━━━ RECORDS FOR THE TASK
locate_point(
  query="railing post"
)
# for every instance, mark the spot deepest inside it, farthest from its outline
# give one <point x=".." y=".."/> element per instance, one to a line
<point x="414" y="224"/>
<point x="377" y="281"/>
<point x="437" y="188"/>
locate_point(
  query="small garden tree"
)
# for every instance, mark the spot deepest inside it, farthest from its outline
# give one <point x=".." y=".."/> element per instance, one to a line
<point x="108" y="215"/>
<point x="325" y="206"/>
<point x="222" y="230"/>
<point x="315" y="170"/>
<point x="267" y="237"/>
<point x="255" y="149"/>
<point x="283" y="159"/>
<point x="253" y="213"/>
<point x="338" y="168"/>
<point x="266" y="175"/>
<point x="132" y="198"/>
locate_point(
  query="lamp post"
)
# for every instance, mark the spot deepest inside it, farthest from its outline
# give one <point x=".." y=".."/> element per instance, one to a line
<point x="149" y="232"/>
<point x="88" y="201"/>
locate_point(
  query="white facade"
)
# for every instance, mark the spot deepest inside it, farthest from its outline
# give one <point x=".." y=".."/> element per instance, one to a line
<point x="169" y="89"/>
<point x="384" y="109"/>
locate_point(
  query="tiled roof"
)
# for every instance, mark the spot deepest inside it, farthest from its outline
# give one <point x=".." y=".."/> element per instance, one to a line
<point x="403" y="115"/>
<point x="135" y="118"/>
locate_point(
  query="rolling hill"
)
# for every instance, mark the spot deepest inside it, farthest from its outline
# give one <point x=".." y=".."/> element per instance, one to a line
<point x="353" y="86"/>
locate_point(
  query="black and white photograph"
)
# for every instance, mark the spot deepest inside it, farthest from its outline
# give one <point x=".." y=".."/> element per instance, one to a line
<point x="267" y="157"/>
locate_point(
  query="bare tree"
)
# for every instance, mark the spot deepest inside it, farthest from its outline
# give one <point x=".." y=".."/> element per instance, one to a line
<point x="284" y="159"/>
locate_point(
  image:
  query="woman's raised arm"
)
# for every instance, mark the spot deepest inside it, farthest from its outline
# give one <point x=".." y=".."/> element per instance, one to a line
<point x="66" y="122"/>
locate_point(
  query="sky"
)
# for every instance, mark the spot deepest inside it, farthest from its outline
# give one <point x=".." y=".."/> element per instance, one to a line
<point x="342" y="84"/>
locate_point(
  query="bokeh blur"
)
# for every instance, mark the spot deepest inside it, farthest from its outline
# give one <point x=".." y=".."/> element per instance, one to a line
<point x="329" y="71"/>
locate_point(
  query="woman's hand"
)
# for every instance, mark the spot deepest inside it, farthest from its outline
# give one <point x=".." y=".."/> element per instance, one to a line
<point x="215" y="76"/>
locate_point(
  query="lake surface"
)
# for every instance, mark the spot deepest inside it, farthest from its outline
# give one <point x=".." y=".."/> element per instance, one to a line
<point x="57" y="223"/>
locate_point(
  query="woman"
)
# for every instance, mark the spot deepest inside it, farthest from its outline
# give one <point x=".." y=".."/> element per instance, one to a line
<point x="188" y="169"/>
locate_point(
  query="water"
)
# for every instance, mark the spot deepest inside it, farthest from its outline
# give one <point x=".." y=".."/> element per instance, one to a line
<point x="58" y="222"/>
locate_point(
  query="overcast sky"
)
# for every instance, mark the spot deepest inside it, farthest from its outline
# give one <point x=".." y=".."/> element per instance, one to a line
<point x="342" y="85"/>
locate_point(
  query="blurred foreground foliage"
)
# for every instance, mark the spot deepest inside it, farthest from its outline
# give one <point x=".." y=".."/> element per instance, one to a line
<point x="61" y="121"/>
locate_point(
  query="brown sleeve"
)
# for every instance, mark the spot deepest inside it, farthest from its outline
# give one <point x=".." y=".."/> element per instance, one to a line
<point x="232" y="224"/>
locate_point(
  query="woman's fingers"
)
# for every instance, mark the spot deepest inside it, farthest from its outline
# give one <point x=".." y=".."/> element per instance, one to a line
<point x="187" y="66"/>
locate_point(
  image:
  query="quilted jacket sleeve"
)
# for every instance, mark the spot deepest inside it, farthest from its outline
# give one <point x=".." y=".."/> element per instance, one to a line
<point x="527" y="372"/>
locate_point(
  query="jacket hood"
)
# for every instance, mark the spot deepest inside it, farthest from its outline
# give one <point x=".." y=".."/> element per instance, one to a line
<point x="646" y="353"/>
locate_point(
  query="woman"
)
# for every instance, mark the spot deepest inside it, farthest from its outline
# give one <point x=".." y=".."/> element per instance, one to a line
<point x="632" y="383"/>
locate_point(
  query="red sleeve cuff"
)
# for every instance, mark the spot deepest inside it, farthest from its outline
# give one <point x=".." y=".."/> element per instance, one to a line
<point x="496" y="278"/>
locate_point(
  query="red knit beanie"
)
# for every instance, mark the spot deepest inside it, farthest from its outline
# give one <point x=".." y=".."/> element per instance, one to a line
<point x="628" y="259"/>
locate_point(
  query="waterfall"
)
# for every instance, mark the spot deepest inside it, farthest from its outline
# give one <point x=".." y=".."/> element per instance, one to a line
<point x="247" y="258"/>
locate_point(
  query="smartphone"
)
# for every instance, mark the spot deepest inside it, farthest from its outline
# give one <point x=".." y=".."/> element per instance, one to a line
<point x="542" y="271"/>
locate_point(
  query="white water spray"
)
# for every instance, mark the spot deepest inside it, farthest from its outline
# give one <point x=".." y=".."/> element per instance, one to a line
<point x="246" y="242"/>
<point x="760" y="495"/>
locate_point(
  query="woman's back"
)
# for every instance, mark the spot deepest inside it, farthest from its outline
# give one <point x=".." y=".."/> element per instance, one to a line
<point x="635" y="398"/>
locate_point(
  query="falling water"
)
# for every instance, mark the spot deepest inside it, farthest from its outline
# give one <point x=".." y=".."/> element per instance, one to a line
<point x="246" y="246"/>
━━━━━━
Restate each record word for word.

**RESULT OF THIS EXERCISE**.
locate_point(
  query="railing post"
)
# for every instance, mark the spot deepest inside it, farthest from its outline
# give one <point x=".." y=".."/> element per instance, one to a line
<point x="414" y="224"/>
<point x="377" y="281"/>
<point x="437" y="188"/>
locate_point(
  query="small garden tree"
)
# for every instance, mark the spot deepest inside it, farthest from its outline
# give one <point x=".." y=".."/> element per instance, one to a line
<point x="108" y="215"/>
<point x="325" y="206"/>
<point x="222" y="230"/>
<point x="315" y="170"/>
<point x="267" y="237"/>
<point x="255" y="149"/>
<point x="283" y="159"/>
<point x="253" y="213"/>
<point x="338" y="168"/>
<point x="266" y="175"/>
<point x="132" y="198"/>
locate_point(
  query="lamp post"
)
# for every instance, mark the spot deepest inside it, farthest from its outline
# give one <point x=".." y=".."/> element per instance, one to a line
<point x="149" y="232"/>
<point x="88" y="201"/>
locate_point(
  query="white facade"
)
# for every instance, mark the spot deepest inside it, farthest from its outline
# give one <point x=".." y=".."/> element per instance, one to a line
<point x="169" y="89"/>
<point x="384" y="109"/>
locate_point(
  query="tiled roof"
)
# for every instance, mark the spot deepest inside it, farthest from its outline
# give one <point x=".." y=".."/> element per instance, one to a line
<point x="403" y="115"/>
<point x="135" y="118"/>
locate_point(
  query="rolling hill"
)
# for every instance, mark the spot deepest inside it, farthest from its outline
# give one <point x=".." y=".."/> element per instance, one to a line
<point x="353" y="86"/>
locate_point(
  query="black and white photograph"
)
# for every instance, mark the spot deepest inside it, farthest from its outline
# give one <point x=".." y=".."/> element per instance, one to a line
<point x="267" y="157"/>
locate_point(
  query="bare tree"
)
# for every instance, mark the spot deepest inside it, farthest from its outline
# give one <point x=".." y=".."/> element per instance, one to a line
<point x="284" y="159"/>
locate_point(
  image:
  query="woman's raised arm"
)
# for every instance, mark the spot deepest inside it, farthest from its outline
# give one <point x=".." y=".."/> element per instance, one to a line
<point x="66" y="122"/>
locate_point(
  query="sky"
)
# for every instance, mark the spot deepest inside it, farthest from its outline
# give one <point x=".." y=".."/> element per instance, one to a line
<point x="342" y="84"/>
locate_point(
  query="bokeh blur"
)
# for every instance, mark the spot deepest inside it, farthest from its outline
# give one <point x=".." y=".."/> element per instance, one to a line
<point x="329" y="71"/>
locate_point(
  query="woman's hand"
)
# for every instance, mark the spot deepest inside it, farthest from its outline
# give one <point x=".." y=".."/> element per instance, one to a line
<point x="215" y="76"/>
locate_point(
  query="lake surface"
)
# for every instance, mark the spot deepest inside it, farthest from its outline
# give one <point x=".." y=".."/> element per instance, one to a line
<point x="57" y="223"/>
locate_point(
  query="woman"
)
# for every instance, mark the spot deepest inside it, farthest from its outline
# give one <point x=".." y=".."/> element per instance, one to a line
<point x="188" y="169"/>
locate_point(
  query="water"
)
# for every instance, mark the spot deepest inside it, farthest from its outline
# give one <point x=".." y=".."/> element per instance, one to a line
<point x="58" y="222"/>
locate_point(
  query="overcast sky"
)
# for every instance, mark the spot deepest inside it, farthest from its outline
# give one <point x=".." y=".."/> element per instance, one to a line
<point x="342" y="85"/>
locate_point(
  query="blurred foreground foliage"
)
# for every instance, mark the spot deepest inside it, farthest from its outline
# give one <point x=".." y=".."/> element per instance, one to a line
<point x="61" y="121"/>
locate_point(
  query="brown sleeve"
)
# for every instance, mark the spot deepest inside it, farthest from its outline
# give one <point x=".." y=".."/> element per instance, one to a line
<point x="232" y="224"/>
locate_point(
  query="woman's fingers"
)
# for every instance, mark the spot deepest inside it, farthest from its outline
# give one <point x=".." y=".."/> element per instance, one to a line
<point x="187" y="66"/>
locate_point(
  image:
  query="quilted jacket sleeve"
)
# for every instance, mark the spot deepest inside it, farthest from its outline
# give one <point x=".." y=".."/> element per instance, one to a line
<point x="527" y="372"/>
locate_point(
  query="jacket hood"
)
# for every instance, mark the spot deepest inside it, farthest from its outline
# give one <point x=".." y=".."/> element per instance, one to a line
<point x="646" y="353"/>
locate_point(
  query="woman"
)
# for every instance, mark the spot deepest inside it, farthest from its outline
# give one <point x=".." y=".."/> element per instance, one to a line
<point x="632" y="383"/>
locate_point(
  query="red sleeve cuff"
)
# for every instance, mark the spot deepest inside it, farthest from its outline
# give one <point x=".." y=".."/> element per instance, one to a line
<point x="496" y="278"/>
locate_point(
  query="red knit beanie"
)
# for every instance, mark the spot deepest inside it, farthest from its outline
# give one <point x=".." y=".."/> element per instance, one to a line
<point x="628" y="259"/>
locate_point(
  query="waterfall"
)
# for every instance, mark the spot deepest inside it, farthest from its outline
# give one <point x=".." y=".."/> element per instance, one to a line
<point x="247" y="258"/>
locate_point(
  query="smartphone"
)
# for every instance, mark the spot deepest inside it, farthest from its outline
# give one <point x=".." y=".."/> element per instance, one to a line
<point x="542" y="271"/>
locate_point(
  query="white water spray"
)
# for every instance, mark the spot deepest inside it, farthest from its outline
# give one <point x=".." y=".."/> element per instance, one to a line
<point x="246" y="242"/>
<point x="760" y="495"/>
locate_point(
  query="woman's back"
)
# for every instance, mark the spot deepest inside it, farthest from its outline
# give one <point x=".." y=".."/> element per instance, one to a line
<point x="635" y="398"/>
locate_point(
  query="falling water"
)
# for every instance, mark the spot deepest inside it, farthest from its outline
# give one <point x=".." y=".."/> element per instance, one to a line
<point x="246" y="246"/>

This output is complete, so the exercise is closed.